## Set exercise:
Put the lines below into a numbered list, starting with the line that contains "Q: Point to the floral" and ending with the last line, and leave out any blank lines.
____________________
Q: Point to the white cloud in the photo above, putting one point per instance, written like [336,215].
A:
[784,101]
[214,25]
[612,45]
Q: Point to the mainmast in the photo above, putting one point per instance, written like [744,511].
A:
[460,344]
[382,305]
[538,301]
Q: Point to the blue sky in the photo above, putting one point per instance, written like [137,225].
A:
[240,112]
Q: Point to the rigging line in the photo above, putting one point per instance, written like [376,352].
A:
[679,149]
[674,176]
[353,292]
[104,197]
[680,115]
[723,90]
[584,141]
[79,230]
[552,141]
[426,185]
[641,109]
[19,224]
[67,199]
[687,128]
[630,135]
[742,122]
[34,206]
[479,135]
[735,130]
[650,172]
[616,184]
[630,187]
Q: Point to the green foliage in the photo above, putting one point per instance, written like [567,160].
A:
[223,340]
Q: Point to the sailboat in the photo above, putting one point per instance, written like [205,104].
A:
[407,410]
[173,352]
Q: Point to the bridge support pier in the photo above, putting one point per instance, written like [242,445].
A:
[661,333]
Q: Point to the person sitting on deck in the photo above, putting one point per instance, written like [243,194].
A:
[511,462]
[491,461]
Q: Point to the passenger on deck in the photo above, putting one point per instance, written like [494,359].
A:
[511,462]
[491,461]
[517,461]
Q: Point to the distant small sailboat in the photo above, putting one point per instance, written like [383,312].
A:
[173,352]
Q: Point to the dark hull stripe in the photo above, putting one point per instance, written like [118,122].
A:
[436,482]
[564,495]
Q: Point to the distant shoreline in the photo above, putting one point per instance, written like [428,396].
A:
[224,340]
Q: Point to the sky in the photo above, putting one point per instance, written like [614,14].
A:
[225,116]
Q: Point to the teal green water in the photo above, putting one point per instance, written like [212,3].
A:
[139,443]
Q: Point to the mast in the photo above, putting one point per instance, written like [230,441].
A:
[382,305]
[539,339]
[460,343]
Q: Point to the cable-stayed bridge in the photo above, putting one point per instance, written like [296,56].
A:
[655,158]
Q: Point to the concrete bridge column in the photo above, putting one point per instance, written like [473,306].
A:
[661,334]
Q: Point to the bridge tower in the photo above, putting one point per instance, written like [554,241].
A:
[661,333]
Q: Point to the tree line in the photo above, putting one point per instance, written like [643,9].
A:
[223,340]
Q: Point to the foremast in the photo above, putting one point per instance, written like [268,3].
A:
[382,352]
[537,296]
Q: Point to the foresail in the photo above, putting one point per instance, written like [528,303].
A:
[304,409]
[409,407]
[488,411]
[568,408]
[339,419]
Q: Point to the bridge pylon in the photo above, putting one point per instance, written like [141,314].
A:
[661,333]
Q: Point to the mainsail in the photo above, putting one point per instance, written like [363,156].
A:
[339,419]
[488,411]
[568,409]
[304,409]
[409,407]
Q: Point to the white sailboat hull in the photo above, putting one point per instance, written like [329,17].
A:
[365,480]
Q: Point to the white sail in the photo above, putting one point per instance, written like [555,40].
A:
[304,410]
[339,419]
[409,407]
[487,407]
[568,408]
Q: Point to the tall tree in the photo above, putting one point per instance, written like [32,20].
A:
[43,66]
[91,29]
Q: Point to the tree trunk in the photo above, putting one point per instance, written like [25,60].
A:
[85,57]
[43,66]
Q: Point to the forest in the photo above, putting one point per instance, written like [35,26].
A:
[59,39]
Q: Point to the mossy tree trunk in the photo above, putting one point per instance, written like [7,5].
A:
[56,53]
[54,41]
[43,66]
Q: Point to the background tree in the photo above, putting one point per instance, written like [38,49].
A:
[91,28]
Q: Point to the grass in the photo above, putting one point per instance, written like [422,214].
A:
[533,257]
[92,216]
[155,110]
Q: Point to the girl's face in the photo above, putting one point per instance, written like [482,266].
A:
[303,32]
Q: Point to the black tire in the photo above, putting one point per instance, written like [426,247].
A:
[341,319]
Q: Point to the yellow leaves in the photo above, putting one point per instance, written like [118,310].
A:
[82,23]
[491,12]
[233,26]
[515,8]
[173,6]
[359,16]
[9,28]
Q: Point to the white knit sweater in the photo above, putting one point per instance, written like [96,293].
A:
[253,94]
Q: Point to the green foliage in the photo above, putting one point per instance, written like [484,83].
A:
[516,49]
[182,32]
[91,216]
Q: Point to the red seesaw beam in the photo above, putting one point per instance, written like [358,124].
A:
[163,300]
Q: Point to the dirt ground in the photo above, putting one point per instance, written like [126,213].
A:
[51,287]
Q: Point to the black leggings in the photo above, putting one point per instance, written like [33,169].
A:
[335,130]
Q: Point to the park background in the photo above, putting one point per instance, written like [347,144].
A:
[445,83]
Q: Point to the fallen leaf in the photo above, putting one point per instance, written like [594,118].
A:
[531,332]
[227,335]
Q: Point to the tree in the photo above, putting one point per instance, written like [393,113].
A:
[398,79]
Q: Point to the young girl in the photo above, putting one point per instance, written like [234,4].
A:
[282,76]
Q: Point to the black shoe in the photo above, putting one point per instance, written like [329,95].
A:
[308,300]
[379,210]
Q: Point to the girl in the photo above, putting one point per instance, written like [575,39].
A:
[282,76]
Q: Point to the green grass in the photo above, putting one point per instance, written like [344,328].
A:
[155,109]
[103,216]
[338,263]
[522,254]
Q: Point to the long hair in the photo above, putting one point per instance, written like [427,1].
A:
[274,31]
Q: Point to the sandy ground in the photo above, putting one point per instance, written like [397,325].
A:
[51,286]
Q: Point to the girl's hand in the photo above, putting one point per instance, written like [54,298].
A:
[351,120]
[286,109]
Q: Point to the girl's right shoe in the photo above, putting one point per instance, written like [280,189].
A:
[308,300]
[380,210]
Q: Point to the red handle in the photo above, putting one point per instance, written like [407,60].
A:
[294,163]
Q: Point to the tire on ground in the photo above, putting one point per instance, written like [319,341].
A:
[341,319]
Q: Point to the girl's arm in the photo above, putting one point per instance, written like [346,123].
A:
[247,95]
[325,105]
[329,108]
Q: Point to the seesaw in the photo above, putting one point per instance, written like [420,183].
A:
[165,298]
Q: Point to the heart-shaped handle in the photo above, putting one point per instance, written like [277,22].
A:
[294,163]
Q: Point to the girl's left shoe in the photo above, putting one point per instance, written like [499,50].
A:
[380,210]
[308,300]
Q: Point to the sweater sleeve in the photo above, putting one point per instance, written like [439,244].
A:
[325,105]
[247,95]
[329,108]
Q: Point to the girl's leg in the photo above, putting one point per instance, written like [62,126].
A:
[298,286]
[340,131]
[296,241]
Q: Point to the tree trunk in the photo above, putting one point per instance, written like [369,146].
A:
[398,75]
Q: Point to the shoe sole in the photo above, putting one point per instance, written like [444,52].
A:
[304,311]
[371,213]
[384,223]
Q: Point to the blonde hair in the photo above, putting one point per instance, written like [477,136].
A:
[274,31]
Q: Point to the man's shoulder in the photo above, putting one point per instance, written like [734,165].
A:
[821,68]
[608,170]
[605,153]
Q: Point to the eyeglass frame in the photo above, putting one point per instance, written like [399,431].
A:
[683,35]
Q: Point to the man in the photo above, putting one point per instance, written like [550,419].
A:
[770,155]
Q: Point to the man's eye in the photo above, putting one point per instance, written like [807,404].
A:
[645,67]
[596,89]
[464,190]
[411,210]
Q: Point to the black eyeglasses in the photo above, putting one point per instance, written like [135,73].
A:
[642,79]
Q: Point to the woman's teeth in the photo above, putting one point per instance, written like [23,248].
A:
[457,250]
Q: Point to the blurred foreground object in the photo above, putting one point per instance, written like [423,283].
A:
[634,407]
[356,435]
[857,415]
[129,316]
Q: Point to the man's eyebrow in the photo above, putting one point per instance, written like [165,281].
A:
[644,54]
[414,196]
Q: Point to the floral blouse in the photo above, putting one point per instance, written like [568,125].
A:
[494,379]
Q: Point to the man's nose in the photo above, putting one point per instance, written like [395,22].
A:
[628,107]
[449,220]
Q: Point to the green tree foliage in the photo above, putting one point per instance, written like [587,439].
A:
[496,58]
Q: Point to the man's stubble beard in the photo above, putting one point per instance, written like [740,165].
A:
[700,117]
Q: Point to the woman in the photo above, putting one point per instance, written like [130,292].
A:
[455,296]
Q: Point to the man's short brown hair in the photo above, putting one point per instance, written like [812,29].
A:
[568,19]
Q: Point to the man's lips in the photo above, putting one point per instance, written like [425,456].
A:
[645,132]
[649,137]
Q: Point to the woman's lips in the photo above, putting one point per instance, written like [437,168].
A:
____________________
## Reply:
1. Q: Point to the floral blouse in the photo above, putting one point per instance, written like [568,125].
2. A:
3. [494,379]
4. Q: Point to the man's nose in the photo above, putting one point per instance, written like [395,22].
5. A:
6. [628,107]
7. [449,220]
8. Q: Point to the green tree foliage in the photo above, putting one point per instance, written like [587,439].
9. A:
10. [496,58]
11. Q: Point to the man's stubble beard in the photo above, putting one point per instance, written like [740,165].
12. A:
13. [700,117]
14. Q: Point to the woman in the photo above, putting one point per instance, written like [130,292].
15. A:
16. [455,296]
17. Q: Point to the man's short brown hair in the photo above, putting one point per instance, written like [812,29].
18. A:
19. [568,19]
20. Q: Point to the man's lips in the photo above, putting one point per instance, written like [425,456].
21. A:
22. [645,132]
23. [649,137]
24. Q: Point to the woman's lips in the photo above, putting one point per instance, written like [437,168].
25. A:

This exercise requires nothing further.